The records appear below. Report how many of their lines contain the word "face", giving the number alone.

- _EXTRACTED MATERIAL_
Start of Block

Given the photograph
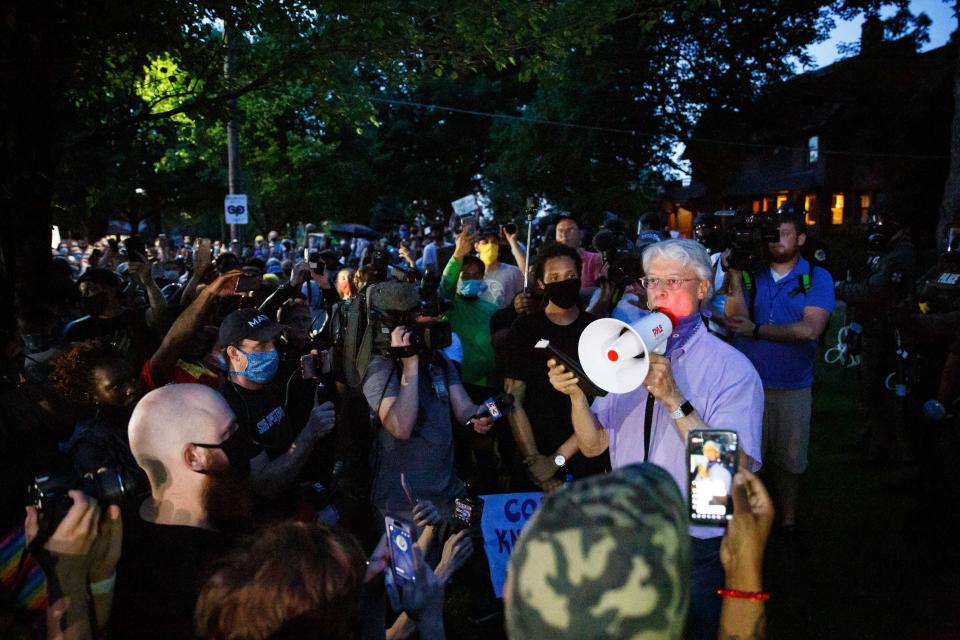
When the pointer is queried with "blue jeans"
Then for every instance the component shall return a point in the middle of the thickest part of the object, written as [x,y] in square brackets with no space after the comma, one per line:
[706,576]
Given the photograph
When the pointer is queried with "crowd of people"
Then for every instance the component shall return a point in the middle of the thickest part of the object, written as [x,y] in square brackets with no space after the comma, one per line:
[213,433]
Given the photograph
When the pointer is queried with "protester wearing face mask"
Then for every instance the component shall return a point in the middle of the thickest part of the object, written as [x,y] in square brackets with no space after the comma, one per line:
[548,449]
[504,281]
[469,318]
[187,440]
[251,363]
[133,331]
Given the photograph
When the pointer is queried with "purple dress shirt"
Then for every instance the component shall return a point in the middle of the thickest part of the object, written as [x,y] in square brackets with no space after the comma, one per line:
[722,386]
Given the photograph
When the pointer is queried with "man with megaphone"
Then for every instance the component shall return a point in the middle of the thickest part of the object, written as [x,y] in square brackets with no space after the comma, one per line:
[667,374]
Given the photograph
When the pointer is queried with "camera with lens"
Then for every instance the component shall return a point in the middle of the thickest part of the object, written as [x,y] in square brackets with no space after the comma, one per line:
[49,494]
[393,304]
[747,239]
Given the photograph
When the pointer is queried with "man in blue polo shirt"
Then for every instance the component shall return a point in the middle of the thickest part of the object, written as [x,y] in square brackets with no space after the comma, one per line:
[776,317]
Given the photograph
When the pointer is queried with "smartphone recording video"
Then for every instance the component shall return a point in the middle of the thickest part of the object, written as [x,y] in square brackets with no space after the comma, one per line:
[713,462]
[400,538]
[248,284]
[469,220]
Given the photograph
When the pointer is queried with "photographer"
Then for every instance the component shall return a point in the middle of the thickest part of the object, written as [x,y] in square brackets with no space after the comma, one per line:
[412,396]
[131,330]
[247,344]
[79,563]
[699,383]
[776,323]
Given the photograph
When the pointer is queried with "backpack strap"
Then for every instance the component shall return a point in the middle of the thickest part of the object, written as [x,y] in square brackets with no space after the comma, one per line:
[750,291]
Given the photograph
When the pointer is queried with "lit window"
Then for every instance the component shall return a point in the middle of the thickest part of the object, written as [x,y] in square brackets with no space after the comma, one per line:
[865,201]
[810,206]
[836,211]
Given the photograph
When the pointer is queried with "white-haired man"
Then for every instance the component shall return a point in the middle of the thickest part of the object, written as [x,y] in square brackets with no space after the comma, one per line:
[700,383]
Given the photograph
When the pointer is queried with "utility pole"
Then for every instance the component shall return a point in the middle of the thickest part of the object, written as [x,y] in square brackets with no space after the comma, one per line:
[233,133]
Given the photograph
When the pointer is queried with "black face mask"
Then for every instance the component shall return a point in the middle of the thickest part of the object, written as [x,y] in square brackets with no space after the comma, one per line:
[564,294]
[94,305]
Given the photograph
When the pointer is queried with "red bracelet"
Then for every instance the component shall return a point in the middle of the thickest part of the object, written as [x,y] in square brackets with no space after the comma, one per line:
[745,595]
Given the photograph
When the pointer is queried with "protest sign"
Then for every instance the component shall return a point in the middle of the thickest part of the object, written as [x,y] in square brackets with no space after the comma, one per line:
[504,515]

End of Block

- _RESPONSE FOR THIS EXERCISE_
2